Exactly reproduce the line containing "on the sidewalk" together with every line after it, through the end of the entries, and give nothing more.

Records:

● ● ● ● ● ● ●

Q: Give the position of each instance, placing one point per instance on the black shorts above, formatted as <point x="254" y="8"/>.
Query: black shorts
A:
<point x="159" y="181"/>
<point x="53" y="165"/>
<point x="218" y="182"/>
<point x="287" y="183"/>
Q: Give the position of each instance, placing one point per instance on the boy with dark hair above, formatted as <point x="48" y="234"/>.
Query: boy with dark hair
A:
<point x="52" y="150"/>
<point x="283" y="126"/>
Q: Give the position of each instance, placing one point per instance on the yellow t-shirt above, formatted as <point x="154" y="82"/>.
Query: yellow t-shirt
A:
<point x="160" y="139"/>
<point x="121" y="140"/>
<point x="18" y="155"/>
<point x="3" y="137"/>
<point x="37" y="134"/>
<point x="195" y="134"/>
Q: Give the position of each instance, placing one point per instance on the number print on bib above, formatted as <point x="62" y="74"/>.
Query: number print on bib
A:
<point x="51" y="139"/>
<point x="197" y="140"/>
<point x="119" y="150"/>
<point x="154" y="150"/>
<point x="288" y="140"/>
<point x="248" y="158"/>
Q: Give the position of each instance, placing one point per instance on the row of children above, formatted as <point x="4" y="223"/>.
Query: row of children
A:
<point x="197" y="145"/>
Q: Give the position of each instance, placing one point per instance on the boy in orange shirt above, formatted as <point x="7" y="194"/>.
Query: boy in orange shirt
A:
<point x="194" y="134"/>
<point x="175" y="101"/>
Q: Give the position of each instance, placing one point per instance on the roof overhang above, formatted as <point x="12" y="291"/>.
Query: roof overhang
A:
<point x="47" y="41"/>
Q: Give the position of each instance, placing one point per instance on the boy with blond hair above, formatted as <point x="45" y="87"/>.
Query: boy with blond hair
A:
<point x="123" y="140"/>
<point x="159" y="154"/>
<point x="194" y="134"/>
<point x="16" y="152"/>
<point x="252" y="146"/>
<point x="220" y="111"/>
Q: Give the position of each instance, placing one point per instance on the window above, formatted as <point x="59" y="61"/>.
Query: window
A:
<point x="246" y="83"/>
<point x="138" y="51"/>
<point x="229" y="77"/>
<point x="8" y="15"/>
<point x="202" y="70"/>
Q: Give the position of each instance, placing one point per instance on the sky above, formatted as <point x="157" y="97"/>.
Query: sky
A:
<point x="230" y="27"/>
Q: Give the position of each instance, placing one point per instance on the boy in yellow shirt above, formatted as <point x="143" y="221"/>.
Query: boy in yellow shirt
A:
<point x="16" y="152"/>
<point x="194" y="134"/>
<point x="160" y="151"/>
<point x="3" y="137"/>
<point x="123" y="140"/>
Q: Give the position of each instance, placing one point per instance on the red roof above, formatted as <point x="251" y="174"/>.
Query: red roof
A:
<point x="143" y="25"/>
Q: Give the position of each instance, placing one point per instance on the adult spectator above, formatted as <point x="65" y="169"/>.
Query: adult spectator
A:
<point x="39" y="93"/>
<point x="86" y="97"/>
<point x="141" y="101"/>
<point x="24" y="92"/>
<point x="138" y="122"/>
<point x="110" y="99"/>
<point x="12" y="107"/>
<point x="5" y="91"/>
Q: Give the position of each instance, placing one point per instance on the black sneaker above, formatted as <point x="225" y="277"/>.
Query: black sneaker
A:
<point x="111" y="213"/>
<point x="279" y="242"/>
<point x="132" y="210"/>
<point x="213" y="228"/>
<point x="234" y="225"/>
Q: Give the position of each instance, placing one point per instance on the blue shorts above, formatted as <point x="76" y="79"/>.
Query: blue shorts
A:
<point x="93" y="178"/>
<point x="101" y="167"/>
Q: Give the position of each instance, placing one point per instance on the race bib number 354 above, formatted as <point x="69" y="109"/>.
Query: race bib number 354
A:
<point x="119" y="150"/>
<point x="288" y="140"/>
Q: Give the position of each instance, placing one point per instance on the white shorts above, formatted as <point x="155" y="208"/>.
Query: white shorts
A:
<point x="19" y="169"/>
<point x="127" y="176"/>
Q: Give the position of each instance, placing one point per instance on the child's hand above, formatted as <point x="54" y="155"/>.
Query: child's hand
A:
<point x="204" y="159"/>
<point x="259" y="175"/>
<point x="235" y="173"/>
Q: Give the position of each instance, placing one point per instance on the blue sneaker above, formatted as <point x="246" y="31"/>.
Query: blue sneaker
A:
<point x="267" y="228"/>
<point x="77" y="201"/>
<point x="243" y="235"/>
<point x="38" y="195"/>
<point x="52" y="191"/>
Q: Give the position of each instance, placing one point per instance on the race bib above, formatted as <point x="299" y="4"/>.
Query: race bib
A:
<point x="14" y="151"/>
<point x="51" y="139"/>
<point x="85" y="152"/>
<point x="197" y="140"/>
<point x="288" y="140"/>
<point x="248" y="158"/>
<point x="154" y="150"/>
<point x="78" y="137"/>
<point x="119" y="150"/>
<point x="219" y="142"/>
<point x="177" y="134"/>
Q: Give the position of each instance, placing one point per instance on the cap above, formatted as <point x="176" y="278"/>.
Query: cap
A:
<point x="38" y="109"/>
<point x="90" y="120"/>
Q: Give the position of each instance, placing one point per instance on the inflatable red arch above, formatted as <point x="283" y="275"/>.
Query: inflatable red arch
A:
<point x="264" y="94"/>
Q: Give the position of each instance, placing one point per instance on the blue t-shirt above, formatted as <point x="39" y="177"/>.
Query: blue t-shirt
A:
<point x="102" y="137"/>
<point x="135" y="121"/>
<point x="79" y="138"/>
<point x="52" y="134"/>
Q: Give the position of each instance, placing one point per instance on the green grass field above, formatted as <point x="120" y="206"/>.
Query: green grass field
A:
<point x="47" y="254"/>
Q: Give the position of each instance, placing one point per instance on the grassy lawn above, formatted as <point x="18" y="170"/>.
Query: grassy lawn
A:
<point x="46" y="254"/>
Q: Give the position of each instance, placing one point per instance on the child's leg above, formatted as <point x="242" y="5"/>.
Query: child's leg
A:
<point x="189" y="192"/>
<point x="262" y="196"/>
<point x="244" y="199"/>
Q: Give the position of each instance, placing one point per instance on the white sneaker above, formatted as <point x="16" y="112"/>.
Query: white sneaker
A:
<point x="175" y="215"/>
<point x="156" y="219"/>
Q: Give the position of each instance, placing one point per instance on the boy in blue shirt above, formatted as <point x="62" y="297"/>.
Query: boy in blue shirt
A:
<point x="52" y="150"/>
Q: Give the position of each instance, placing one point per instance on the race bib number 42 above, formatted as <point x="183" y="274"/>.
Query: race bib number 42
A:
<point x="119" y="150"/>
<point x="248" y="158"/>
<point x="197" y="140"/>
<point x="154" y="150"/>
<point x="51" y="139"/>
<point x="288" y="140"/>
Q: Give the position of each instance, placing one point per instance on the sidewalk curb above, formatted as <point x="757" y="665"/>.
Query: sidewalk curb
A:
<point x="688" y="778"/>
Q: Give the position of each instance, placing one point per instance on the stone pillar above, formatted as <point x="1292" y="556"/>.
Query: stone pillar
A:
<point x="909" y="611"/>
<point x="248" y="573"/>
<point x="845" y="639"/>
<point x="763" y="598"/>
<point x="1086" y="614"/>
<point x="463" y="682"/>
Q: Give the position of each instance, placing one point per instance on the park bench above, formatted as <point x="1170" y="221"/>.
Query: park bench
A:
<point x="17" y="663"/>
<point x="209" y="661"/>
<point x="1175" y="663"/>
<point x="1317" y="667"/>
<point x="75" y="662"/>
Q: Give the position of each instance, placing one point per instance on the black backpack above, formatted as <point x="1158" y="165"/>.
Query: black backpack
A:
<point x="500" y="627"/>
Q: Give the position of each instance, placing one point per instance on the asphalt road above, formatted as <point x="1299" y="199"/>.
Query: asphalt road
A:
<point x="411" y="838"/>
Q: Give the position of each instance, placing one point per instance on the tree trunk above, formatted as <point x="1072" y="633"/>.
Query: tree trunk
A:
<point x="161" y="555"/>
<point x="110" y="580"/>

● ● ● ● ● ● ●

### Solution to the problem:
Q: Give the position of each instance, placing one point per instance on the sidewalk curb above, formatted as <point x="757" y="665"/>.
Query: sidewalk curb
A:
<point x="688" y="778"/>
Q: Give the position of each instance, placing one point per instance on the stone pillar above, formatted as <point x="1292" y="556"/>.
Query: stone pillar
A:
<point x="909" y="611"/>
<point x="248" y="573"/>
<point x="845" y="639"/>
<point x="763" y="598"/>
<point x="1086" y="614"/>
<point x="463" y="682"/>
Q: Give the position of each instance, placing one point per instance on the park bench above, formatted as <point x="1170" y="221"/>.
Query: park bench
A:
<point x="17" y="663"/>
<point x="209" y="661"/>
<point x="1175" y="663"/>
<point x="1317" y="667"/>
<point x="75" y="662"/>
Q: Give the position of each instance, placing one point per instance on the black backpack above, formatted as <point x="1158" y="165"/>.
Query: black backpack
A:
<point x="500" y="627"/>
Q: Give the position of each instance, placing one point per instance on the asphalt road above, formatted as <point x="1299" y="199"/>.
Query: asphalt road
A:
<point x="411" y="838"/>
Q: Give the position of each instance, placing one point per instance on the tree trunk above, formatted as <point x="1072" y="633"/>.
Query: tree trunk
A:
<point x="161" y="555"/>
<point x="110" y="580"/>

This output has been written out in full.